Shift every bounding-box coordinate in the answers of the data below by adding 98 to it. Rewrite all lines from the one containing "Could you find the dry" up to and including the one containing "[180,32,404,282]", with every other line left as it is.

Records for the task ▸

----------

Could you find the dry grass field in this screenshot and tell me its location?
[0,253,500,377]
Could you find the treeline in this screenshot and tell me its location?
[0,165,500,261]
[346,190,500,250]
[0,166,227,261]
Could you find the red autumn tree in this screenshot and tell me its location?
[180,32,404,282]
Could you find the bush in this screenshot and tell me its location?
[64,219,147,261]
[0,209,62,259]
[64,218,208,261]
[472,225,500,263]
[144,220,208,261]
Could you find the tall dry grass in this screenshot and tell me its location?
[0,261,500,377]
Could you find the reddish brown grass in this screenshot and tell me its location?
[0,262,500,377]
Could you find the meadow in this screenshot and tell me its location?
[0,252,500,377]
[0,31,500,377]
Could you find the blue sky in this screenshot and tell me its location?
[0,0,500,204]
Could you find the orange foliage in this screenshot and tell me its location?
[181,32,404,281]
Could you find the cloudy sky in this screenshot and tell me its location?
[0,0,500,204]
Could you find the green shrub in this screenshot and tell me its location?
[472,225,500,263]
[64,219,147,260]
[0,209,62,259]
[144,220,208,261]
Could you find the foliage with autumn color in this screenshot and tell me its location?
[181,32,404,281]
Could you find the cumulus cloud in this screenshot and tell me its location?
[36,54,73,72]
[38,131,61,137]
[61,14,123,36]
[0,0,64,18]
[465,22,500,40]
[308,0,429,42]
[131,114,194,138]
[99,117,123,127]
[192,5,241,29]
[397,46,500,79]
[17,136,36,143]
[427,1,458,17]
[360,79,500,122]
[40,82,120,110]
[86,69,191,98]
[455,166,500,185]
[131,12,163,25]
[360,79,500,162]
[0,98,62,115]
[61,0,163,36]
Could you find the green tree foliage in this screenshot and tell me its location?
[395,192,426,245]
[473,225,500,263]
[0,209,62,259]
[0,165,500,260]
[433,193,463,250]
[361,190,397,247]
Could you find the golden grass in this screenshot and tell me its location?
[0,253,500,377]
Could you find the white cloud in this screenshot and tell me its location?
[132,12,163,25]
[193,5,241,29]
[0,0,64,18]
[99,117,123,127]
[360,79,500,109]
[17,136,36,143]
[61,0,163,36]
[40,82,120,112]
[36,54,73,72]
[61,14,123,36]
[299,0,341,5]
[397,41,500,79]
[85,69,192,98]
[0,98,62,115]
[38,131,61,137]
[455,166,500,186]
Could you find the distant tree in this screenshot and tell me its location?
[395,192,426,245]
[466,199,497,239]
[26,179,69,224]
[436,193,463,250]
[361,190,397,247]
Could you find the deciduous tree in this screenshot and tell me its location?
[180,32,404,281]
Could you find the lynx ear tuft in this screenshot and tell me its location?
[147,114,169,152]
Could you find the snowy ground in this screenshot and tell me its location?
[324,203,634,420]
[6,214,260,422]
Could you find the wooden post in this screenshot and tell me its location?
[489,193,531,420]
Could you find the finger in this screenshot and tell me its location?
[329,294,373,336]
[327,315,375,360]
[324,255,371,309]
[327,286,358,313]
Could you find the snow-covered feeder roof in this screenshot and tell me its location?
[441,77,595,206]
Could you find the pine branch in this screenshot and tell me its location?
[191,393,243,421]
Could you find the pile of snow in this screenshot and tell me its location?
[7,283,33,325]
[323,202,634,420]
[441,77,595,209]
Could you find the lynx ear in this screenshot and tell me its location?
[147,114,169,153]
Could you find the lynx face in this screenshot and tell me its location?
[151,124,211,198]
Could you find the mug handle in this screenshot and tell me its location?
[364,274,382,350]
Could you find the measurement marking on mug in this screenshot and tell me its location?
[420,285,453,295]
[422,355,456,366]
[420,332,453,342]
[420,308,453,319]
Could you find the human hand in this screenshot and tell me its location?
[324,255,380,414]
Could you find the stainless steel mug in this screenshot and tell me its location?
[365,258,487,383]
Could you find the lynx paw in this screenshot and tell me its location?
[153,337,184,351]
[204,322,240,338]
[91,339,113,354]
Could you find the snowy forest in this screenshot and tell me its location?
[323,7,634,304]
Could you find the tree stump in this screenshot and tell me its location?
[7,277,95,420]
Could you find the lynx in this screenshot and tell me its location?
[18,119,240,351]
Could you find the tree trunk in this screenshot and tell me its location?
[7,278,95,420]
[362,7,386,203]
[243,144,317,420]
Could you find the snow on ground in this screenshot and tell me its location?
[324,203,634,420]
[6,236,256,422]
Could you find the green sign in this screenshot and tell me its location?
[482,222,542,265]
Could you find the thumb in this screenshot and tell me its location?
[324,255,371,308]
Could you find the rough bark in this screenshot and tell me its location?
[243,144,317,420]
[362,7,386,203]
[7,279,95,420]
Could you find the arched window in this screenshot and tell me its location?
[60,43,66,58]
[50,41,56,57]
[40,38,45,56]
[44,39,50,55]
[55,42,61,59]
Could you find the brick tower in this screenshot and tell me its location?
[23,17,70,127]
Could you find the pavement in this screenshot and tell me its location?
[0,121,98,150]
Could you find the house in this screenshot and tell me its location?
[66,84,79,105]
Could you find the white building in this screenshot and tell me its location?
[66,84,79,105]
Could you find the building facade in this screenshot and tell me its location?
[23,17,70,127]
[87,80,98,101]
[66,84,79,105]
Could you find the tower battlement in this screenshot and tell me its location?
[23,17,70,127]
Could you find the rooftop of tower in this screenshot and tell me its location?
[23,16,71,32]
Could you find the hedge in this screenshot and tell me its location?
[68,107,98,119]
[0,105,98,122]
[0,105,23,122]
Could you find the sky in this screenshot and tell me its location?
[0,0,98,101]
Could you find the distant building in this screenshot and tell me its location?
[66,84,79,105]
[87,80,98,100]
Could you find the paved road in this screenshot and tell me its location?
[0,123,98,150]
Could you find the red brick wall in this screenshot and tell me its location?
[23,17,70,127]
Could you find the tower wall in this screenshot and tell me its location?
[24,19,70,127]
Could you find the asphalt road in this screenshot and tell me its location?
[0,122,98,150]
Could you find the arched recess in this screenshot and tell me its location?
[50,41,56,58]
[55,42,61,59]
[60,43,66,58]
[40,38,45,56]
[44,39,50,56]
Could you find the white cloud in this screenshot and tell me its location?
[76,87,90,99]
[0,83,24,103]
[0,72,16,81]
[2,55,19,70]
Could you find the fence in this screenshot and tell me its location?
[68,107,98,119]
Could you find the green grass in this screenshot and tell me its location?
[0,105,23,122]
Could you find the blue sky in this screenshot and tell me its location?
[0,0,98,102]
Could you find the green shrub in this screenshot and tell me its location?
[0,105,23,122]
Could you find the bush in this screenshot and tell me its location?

----------

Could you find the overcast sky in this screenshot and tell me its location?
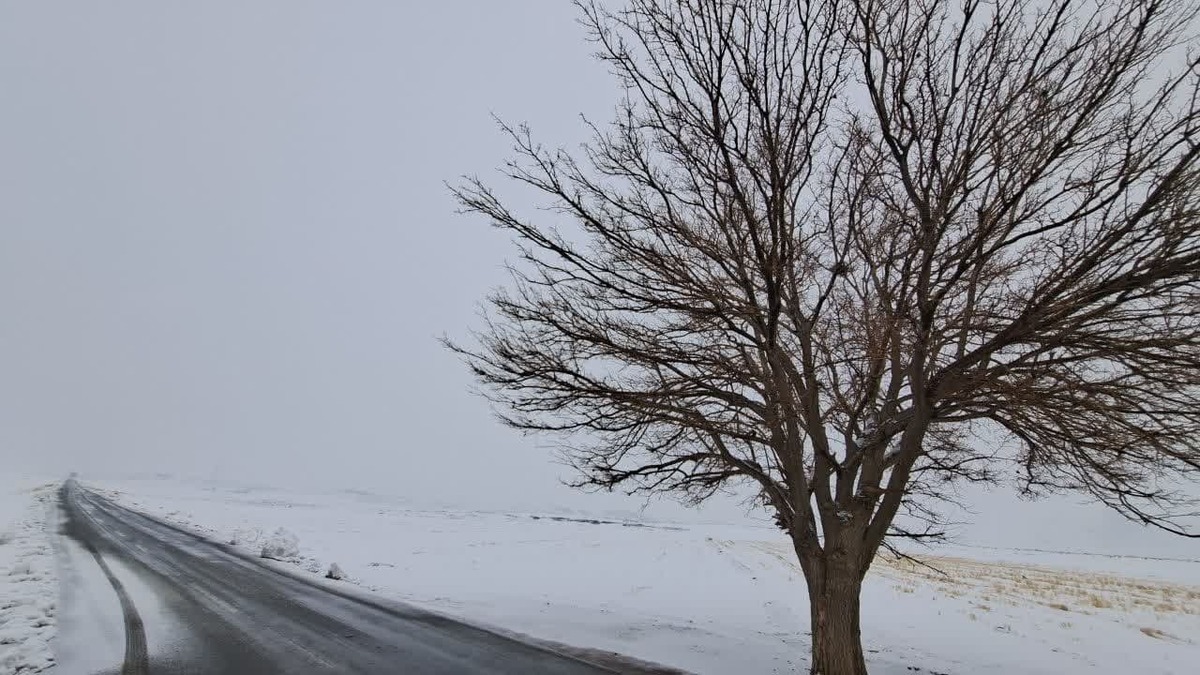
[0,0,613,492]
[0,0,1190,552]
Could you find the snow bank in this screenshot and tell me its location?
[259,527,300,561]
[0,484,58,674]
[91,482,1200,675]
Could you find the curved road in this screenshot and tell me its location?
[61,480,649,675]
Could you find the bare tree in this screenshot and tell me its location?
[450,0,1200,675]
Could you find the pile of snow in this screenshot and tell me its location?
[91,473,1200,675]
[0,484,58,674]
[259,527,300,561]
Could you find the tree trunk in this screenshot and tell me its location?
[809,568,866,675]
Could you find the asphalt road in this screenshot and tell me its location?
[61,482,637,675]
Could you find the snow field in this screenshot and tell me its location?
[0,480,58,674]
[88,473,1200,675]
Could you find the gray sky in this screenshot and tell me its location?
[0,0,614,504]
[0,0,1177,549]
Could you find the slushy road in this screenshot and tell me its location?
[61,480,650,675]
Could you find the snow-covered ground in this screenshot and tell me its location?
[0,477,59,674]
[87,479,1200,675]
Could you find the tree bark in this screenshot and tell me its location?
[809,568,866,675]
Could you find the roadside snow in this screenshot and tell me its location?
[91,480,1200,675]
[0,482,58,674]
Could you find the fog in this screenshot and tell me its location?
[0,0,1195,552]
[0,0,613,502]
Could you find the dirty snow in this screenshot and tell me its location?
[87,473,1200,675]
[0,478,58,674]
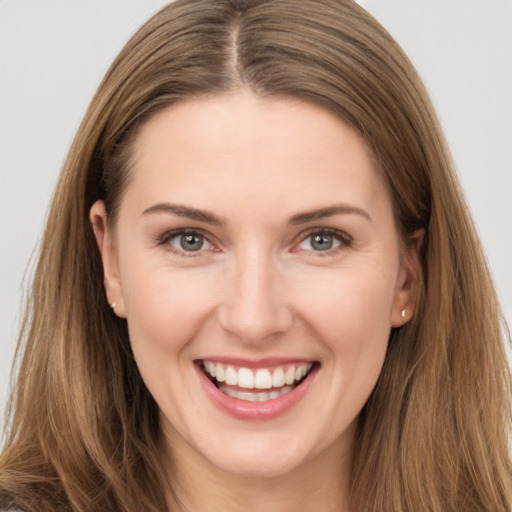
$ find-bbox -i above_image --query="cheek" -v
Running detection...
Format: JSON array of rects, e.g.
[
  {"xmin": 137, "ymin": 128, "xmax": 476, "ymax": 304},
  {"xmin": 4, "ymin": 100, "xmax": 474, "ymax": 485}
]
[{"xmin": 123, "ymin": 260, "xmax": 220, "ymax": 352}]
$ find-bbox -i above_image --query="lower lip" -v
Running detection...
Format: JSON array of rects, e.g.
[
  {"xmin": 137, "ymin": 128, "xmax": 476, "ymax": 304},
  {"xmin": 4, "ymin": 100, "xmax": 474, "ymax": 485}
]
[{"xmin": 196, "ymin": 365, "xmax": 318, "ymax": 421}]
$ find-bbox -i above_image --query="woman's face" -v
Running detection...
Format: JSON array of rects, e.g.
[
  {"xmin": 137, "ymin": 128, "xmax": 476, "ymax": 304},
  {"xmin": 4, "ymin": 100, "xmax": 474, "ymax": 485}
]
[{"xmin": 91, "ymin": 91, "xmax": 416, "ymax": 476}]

----------

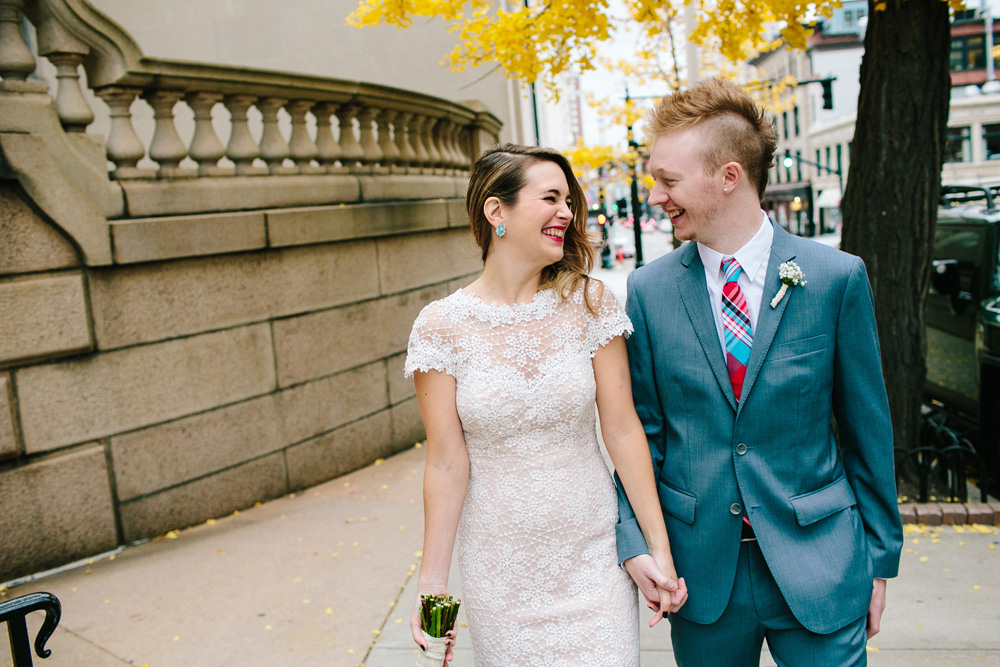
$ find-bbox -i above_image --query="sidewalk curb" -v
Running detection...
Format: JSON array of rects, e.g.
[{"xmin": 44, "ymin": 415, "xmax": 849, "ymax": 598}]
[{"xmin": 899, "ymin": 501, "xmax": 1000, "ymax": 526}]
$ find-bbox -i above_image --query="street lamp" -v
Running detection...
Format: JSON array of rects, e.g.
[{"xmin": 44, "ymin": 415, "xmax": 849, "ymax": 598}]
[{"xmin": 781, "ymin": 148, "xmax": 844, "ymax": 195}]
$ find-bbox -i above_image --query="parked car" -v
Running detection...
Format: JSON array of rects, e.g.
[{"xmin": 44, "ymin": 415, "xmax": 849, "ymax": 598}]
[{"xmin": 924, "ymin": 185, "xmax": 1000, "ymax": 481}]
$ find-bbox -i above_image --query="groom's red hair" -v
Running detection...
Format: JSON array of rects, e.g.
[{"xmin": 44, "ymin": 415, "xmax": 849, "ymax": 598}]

----------

Exercise solution ▸
Could you find the dry grass field in this screenshot and tell me its location?
[98,351,598,475]
Could you find the treeline in this screenshot and tell me its location?
[98,263,598,359]
[444,288,598,348]
[98,264,325,359]
Could you find the red autumn tree in this screenshot and tell me its location?
[278,130,502,380]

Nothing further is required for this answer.